EXCERPTED TEXT: Begin
Lansing plays host to Kansas mayors conference
Leaders from around the state attend panel discussions, tour area attractions on Saturday
Prison doesn't have to be a bad memory. Just ask some of the Kansas mayors who visited the Lansing Correctional Facility on Saturday, as part of the tour organized for the third annual Kansas Mayors Association conference held in Lansing.
The conference began Friday night with reception Friday evening at the Holiday Inn Express, 120 Express Lane. It continued Saturday with panel discussions at City Hall and Lansing Community Center, 800 First Terrace, on legal economic development, current legal actions relating to cities, land use and strategic planning for communities, and media and community relations for mayors.
In all, 32 mayors from across Kansas attended the conference. Lansing Mayor Kenneth Bernard, president of the association, played host.
In addition to the prison, the mayors also had the opportunity to tour the Lansing Historical Society Museum and Fort Leavenworth.
The prison tour, led by Warden David McKune, drew praise from several mayors. The warden discussed, among other topics, the evolution of correctional philosophy in the 140 years since the prison was built and the myriad ways the facility has had to adapt to modern facts of life, such as cell phones and the two-year-old tobacco ban in the facility.
Beverly Kranz, mayor of Circleville, said McKune was a good speaker. "I'd never been on a prison tour. It was very interesting."
Ed Parker, mayor of Kechi, agreed that McKune was a good presenter, and "very intelligent." Of the prison cell that was open for mayors to inspect, Parker said, "I stepped inside that one, and it pressed in on me."
Parker's wife, Rita, who accompanied him on the tour, said with a laugh that she "wouldn't want to go back."
EXCERPTED TEXT: End
▶ _REQUIRED ACTION 1_
List the topics of the panel discussions named in the article on the Kansas mayors conference.
▶ _REQUIRED ACTION 2_
According to the article on the Kansas mayors conference, how many mayors attended?
▶ _REQUIRED ACTION 3_
From the article on the Kansas mayors conference, return the stretch from "In all, 32 mayors" through "in the facility.", copied word for word.
SOURCE DATA: Begin
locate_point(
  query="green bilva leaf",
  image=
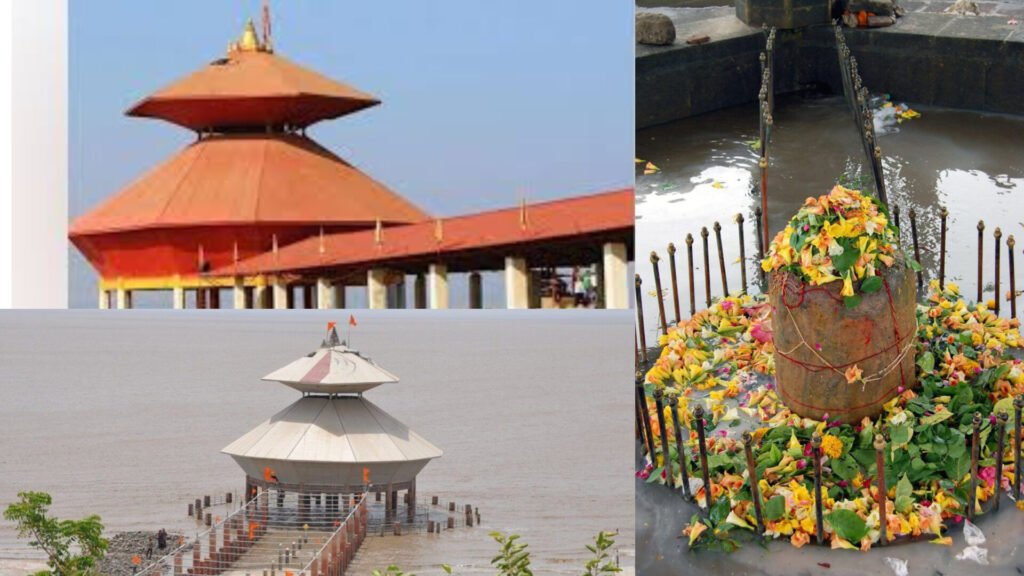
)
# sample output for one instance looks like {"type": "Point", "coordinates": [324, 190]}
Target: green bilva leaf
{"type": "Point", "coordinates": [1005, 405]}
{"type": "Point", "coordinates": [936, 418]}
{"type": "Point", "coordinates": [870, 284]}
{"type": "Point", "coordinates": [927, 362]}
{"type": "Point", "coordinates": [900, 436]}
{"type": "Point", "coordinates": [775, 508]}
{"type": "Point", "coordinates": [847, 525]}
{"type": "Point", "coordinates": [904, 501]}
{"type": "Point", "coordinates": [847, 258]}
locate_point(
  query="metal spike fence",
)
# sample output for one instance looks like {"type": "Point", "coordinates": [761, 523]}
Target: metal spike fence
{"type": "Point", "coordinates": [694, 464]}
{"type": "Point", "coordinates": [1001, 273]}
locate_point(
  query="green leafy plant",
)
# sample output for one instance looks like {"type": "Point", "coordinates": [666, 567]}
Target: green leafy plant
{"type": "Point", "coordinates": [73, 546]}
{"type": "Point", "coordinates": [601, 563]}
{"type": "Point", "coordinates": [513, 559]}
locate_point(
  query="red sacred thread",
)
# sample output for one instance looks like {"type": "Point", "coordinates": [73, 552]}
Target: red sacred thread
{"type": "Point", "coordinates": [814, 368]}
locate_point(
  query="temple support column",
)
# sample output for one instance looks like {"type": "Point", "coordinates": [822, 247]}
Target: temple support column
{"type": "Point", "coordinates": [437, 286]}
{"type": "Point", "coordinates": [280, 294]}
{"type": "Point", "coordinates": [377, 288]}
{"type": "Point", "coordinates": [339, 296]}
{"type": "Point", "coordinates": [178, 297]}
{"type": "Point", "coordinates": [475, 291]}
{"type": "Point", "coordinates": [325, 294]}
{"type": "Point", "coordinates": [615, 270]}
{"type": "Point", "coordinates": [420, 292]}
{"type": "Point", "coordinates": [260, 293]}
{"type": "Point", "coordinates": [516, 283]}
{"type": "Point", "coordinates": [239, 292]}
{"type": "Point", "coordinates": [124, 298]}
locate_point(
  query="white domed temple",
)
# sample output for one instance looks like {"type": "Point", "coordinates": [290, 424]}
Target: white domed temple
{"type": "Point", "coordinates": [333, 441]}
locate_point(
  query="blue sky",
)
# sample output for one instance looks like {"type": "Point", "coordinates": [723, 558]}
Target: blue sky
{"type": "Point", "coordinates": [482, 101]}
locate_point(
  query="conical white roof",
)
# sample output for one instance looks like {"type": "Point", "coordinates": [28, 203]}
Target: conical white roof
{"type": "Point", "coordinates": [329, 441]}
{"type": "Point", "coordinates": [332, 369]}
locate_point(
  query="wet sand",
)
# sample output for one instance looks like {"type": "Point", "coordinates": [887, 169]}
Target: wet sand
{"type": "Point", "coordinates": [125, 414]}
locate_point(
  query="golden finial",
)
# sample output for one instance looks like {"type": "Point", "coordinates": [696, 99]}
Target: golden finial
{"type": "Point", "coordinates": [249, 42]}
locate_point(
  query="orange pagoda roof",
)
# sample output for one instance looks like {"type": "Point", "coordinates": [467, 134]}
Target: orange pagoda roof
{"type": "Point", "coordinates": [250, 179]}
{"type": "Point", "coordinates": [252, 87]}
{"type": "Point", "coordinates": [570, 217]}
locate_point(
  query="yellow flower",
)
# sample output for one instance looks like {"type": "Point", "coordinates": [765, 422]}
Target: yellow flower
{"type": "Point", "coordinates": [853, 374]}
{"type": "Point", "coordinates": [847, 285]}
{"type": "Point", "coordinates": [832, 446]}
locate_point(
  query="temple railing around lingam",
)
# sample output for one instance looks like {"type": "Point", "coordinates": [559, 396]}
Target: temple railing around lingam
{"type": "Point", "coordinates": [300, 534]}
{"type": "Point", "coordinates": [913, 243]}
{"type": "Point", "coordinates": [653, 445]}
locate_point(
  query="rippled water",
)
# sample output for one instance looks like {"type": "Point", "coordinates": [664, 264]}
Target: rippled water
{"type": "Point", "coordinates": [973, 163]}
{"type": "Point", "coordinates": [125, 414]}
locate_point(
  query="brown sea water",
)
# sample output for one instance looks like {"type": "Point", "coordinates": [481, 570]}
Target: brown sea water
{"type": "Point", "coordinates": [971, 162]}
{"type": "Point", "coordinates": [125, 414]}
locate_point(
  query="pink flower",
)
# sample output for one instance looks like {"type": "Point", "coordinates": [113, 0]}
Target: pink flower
SOURCE DATA: End
▶ _OUTPUT 1_
- legal economic development
- current legal actions relating to cities
- land use and strategic planning for communities
- media and community relations for mayors

▶ _OUTPUT 2_
32 mayors from across Kansas attended.

▶ _OUTPUT 3_
In all, 32 mayors from across Kansas attended the conference. Lansing Mayor Kenneth Bernard, president of the association, played host.
In addition to the prison, the mayors also had the opportunity to tour the Lansing Historical Society Museum and Fort Leavenworth.
The prison tour, led by Warden David McKune, drew praise from several mayors. The warden discussed, among other topics, the evolution of correctional philosophy in the 140 years since the prison was built and the myriad ways the facility has had to adapt to modern facts of life, such as cell phones and the two-year-old tobacco ban in the facility.